- GOAL 1:
Summarize the article on audiogames and spatial audio in two sentences.
- GOAL 2:
Please write the next part of the article on audiogames and spatial audio, picking up after its final sentence.

- PASSAGE PROVIDED:

Playing in the dark: How spatial audio helps create a video game without graphics

Kasson Crooker analyzes the design of “Rocococo Audiogame Fantastique” and creating an “audiogame” experience through the use of 3D audio and clever sound design.

Kasson Crooker Kasson Crooker
Reading time
10 Minuten
Listen to article
Loading the Elevenlabs Text to Speech AudioNative Player...


Close your eyes and let your ears (and imagination) take over — well, not so much for this article, but when you try out your first audiogame experience! An “audiogame” is a video game that has no graphics or visuals, where the player uses solely their hearing to learn skills, navigate environments, conquer enemies, solve puzzles, and win. Some AAA games offer accessibility mods that let those without sight play some or most of the game, but the importance of visuals in those games is still the driving sensory experience. A true audiogame removes the visual sense completely and focuses on the other sense that can be delivered through a desktop computer or game console: hearing. 

Over the past several decades, a small but passionate community of experimental game developers have released audio-only games for desktops, mobile, and the web, with standouts being Papa Sangre (2010) and A Blind Legend (2016). With no visuals to rely on, audiogames need to solely leverage sound design, audio cues, music, voice dialog, and DSP techniques to create game mechanics and game levels. A common technique of many of the most popular audiogames is the use of binaural spatial audio to help create convincing audio environments and diegetic sound cues. Achieving this sense of audible reality is core to the player trusting their ears to play and win and becoming fully immersed in the game’s world.

Earlier this year I released my very first indie game for PC and Mac on the Steam platform called Rocococo Audiogame Fantastique and I’m excited to elaborate on my experience developing it and how spatial audio is a key component of the design.

Video URL
Rocococo Audiogame Fantastique ~ Official Trailer!

How My Journey Prepared Me

I probably would not have endeavored to take on such a feat as creating and designing an audiogame were it not for 2 essential aspects of my career and years of audio-technology pursuits: making games and spatial audio. Over the past 25 years as an electronic musician and composer, I have always been enamored with how technology can facilitate unique, immersive, and interactive sonic experiences. I have been fortunate to spend a decade dedicated to creating music-based videogames and another decade dedicated to advancing and evangelizing spatial audio technology.

At Harmonix, a game studio based in Boston USA, I spent 13 years as an Audio Director, Producer, and Game Director working on interactive music-game franchises like Guitar Hero, RockBand, and Dance Central. Working there taught me the skills to create, design, and produce games that let non-musicians feel like rock stars. Through countless prototypes and experimentation, myself and the team there found unique ways to abstract a musical experience and distill it into a fun and rewarding game experience.

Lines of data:
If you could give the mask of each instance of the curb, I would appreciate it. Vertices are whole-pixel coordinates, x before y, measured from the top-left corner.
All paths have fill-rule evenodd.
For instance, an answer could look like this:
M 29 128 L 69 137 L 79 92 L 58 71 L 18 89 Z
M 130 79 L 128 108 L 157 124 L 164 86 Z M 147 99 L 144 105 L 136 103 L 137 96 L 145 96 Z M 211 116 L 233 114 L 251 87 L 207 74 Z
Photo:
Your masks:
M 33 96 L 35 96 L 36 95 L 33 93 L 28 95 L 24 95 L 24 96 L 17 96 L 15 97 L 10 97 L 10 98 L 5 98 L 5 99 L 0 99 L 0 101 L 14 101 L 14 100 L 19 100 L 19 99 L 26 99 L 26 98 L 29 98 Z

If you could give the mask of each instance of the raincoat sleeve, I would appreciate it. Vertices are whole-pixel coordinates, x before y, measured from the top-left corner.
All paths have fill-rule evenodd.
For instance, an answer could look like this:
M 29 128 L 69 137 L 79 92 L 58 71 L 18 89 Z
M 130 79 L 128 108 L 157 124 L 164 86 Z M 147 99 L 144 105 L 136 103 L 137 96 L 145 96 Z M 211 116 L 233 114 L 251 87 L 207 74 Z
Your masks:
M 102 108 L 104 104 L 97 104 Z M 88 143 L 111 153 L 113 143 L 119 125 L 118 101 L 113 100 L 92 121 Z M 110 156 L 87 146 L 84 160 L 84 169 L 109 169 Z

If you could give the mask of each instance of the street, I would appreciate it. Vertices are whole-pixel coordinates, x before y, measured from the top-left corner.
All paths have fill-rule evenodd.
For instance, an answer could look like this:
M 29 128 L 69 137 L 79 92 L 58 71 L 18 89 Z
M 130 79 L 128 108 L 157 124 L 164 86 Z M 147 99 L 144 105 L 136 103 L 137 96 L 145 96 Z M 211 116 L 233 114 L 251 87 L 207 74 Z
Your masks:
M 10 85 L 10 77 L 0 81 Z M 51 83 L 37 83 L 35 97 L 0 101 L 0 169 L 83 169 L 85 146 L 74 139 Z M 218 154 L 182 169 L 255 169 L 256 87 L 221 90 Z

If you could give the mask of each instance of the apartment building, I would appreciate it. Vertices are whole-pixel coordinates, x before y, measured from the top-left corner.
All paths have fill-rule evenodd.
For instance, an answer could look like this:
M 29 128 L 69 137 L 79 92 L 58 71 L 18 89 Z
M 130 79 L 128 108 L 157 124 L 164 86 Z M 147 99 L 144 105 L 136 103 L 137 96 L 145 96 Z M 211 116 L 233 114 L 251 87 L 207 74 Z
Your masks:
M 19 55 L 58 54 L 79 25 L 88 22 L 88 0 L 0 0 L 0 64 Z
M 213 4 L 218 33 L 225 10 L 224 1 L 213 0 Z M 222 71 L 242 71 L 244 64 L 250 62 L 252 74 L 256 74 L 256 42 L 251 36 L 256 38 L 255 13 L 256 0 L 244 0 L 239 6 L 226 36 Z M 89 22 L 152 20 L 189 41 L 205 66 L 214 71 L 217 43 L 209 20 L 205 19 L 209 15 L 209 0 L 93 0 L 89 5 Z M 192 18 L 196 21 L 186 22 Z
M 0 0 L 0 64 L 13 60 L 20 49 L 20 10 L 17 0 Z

- EXPECTED OUTPUT 1:
An audiogame is a video game without graphics in which the player relies only on hearing, and audio-only games such as Papa Sangre and A Blind Legend often use binaural spatial audio to create convincing environments and sound cues. Kasson Crooker, who released Rocococo Audiogame Fantastique on Steam, traces the project to years spent making music-based games at Harmonix and advancing spatial audio technology.

- EXPECTED OUTPUT 2:
Video URL
Rock Band 4 - Chop Suey by System of a Down - Expert - Full Band

After working on games, I was ready for a new challenge and found myself pivoting careers into spatial audio technology; first at Microsoft on the HoloLens spatial computing platform and most recently at THX heading up product development for their suite of spatial audio offerings. I also began creating my own music-VR apps for Oculus Rift and Meta Quest devices where 6doF plus spatial audio technology was employed to build interactive sound environments. Through these activities, I worked closely with DSP and acoustical engineers to understand and improve the technology, learn how it’s employed and optimized on various platforms, design the tools needed for creators to utilize the technology, and craft best-practices for how to get the most out of a spatial audio experience.

  • Download my free music-VR app (m)ORPH.
  • Or check out footage of the (m)ORPH VR app here:
Video URL
(m)ORPH ~ Live Quest2 footage ft music by Christopher Willits

With ample knowledge of what it takes to create a video game and how to best leverage spatial audio to craft immersive audio experiences, I was ready to fuse those together to create my first audiogame. My only other goal was to design a game where adding visuals to the game would detract from the experience and further cement sound as the essential component.

Dive Into the Dark and Turn Up the Volume!

The creation of “Rocococo Audiogame Fantastique” took about 20 months to complete. It was built upon the Unity game engine and FMOD audio middleware engine, and involved 3 Unity engineers, 2 voice actors, 1 story/script writer, and countless friends and colleagues for QA testing. For my part, I devised the game concept and designed the game, concocted the world it’s based in, composed all the music and sound design, and integrated the audio into FMOD. The game uses the Oculus Spatializer spatial audio FMOD plugin to handle all the binauralization of the music, sound design, VO, and environmental sounds in real-time. All of the story cutscenes used pre-rendered binaural mixes created using the THX Spatial Creator DAW plugin.

  • Want to create binaural mixes for your music, game, or media projects? Grab the free trial of THX Spatial Creator.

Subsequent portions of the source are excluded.